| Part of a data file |
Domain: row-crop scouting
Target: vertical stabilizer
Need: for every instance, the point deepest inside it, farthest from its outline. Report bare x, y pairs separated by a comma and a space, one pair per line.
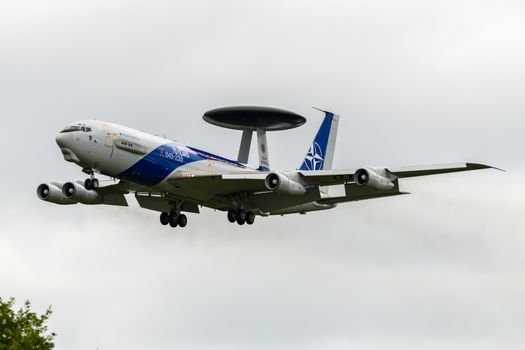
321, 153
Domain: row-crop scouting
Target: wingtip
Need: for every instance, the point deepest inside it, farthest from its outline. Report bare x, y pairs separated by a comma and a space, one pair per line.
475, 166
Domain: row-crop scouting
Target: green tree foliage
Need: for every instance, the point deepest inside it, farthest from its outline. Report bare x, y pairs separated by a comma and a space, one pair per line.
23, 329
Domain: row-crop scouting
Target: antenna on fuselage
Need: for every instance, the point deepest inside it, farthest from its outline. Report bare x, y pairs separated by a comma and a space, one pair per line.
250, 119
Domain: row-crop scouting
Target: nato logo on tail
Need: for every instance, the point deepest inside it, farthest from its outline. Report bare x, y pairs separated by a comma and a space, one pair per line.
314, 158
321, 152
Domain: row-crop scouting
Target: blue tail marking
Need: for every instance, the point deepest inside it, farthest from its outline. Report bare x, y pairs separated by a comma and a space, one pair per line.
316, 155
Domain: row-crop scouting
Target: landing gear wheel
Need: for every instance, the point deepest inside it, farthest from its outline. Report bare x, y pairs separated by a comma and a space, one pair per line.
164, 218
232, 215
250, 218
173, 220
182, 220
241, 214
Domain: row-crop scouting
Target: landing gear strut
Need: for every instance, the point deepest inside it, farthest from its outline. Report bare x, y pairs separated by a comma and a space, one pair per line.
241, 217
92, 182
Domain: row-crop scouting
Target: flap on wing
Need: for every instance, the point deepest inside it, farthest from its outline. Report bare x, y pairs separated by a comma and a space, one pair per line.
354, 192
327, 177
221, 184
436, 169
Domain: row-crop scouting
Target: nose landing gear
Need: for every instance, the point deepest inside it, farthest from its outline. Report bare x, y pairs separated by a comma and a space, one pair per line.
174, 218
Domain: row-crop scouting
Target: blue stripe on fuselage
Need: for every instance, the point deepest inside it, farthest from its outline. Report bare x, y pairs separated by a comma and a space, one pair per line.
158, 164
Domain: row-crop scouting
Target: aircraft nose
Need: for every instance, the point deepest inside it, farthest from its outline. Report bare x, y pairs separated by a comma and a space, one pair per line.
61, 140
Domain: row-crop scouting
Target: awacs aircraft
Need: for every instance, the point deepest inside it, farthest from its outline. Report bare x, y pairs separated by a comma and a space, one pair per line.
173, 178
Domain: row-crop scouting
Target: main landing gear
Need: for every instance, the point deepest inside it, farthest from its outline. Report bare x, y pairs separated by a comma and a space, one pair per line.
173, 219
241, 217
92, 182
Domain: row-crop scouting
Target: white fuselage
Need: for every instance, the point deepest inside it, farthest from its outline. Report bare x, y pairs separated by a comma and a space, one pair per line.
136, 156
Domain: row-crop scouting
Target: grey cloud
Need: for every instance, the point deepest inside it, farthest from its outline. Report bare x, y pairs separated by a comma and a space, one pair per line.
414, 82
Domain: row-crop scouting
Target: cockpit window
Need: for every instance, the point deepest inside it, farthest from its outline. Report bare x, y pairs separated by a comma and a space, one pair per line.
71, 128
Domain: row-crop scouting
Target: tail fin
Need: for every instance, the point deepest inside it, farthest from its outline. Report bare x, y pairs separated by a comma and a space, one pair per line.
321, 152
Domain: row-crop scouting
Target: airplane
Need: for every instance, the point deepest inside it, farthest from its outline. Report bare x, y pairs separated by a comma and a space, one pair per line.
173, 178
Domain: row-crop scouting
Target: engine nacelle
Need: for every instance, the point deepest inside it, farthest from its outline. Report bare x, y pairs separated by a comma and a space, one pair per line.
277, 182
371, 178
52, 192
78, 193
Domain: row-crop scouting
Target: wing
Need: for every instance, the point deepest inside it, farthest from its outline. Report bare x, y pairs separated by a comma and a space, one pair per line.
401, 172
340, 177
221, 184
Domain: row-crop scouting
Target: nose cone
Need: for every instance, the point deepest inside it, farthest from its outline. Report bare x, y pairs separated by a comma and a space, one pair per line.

| Given exercise |
Copy the whole of the material above exactly, but not its images.

| Result of the task |
Domain: row-crop scouting
Target: vertical stabilizer
Need: for every instance, the point deepest inside it, farthest from its outline. Report bare x, y pairs separated by a comma and a space, one pair per line.
321, 153
Domain: row-crop scouting
Target: wingtip
Need: for every instance, the point deepest inside it, farthest from its outline. Report bare x, y pairs separated by a comma and a space, one pair per line.
475, 166
Domain: row-crop scouting
Target: green tree foliage
Need: for every instance, the point deepest inside it, farthest from its outline. Report bare x, y pairs separated by a comma and a space, one pair per line.
23, 329
Domain: row-crop scouting
Target: antenna on fuselage
Need: for every instance, the point deepest inside it, farthest from its outline. Report bare x, y pairs separated by a comma and a space, one pair per line.
250, 119
Domain: row-crop scouting
Target: nato logo on tail
Need: for every instance, the point deepest inside it, farthest from its outline. Report bare x, y pairs separated by a comma and a space, one pair per line.
314, 158
321, 152
Domain: row-crop scouting
Target: blue tail marking
Need: for every instance, the point deepest inside it, farthest from its outline. Report bare x, y pairs separated by a comma and a space, one pair per line.
316, 155
Domain: row-crop scouting
Target: landing gear wheel
Need: for every instance, the point deepest inside it, farthest from its outline. Report bare x, y pairs separated by a comma and a space, one pair per line.
164, 218
232, 215
250, 218
173, 220
182, 220
241, 214
Domain: row-crop scouting
Target: landing gear strut
Need: for every instance, the point deepest inside it, farthest from its outline. Report bare x, y pairs separated by a comma and a space, one pair per line.
241, 217
92, 182
Domain: row-crop scouting
Target: flap on wing
Need: for every instance, the point deepest inside it, farthest from its outline. Report bare x, y pairs separated by a comma and a space, one pair per line.
354, 192
327, 177
221, 184
436, 169
Domain: row-crop scouting
Target: nose landing gear
Need: for every instance, the point deepest inside it, farthest from its outline. Report bare x, y pairs separated by a comma and a space, one pair per line.
174, 218
Domain: row-crop scouting
Target: blue stripe on fuselage
Need: for every instance, the point deepest inside it, farthest from its outline. Report bare x, y pairs separated by a comma and a space, one pair per line.
158, 164
Domain: row-crop scouting
Target: aircraft nose
Need: for every instance, the point deepest inside it, farthest from its outline. Report bare x, y pairs separated by a comma and a space, one pair per line.
61, 140
Domain: row-crop scouting
Target: awacs aircraft
Need: for every instance, the point deepest inside it, farthest from its outline. Report bare x, y pairs separated by a comma and a space, one pair per line.
173, 178
Domain: row-crop scouting
Target: main landing gear
Need: for every instance, the point deepest inside it, farthest from its outline. Report bare x, y pairs separated by a comma and a space, one pair per line.
173, 219
241, 217
92, 182
Domain: row-crop scouting
Target: white fuselage
Need: for every instance, the point deepest inside it, farthest from its outline. Report bare x, y pairs separated by a comma and a space, one pair per line.
136, 156
Domain: row-crop scouting
Target: grey cloud
Need: for every instance, the point deepest inside it, farthest from its outline. Report bare x, y pairs separated by a comma and a space, one pair per line.
414, 82
Domain: row-crop scouting
Target: cockpit window
Need: for every instance, the point deepest inside it, farthest from its outline. Report bare x, y pairs separated by a comma and a space, one pair per line.
71, 128
Domain: row-crop scouting
Target: tail fin
Need: for every instance, the point deepest inside it, farthest from its outline. Report bare x, y pairs separated by a comma and a space, one pair per line.
321, 152
Domain: row-crop scouting
Target: airplane
Need: for every instance, the point deepest inside it, farthest from its outline. Report bare x, y pairs separated by a comma and a space, one pair per line.
173, 178
Domain: row-crop scouting
Target: engine nacelle
Need: for every instance, the point deepest inside it, farthest from its outline. Report bare x, y pairs separated by a comma and a space, one pair per line.
277, 182
371, 178
52, 192
78, 193
Domain: row-crop scouting
Target: wing
Need: for every instance, the point deepest inside it, farthest from its outline. Report bare x, y pairs separated by a comma and a space, one pair per line.
401, 172
340, 177
221, 184
Domain: row-crop scouting
Target: nose cone
Need: for every instance, the point deepest inside it, farthest from its outline. Report bare x, y pairs separated by a comma and a space, one pair per line.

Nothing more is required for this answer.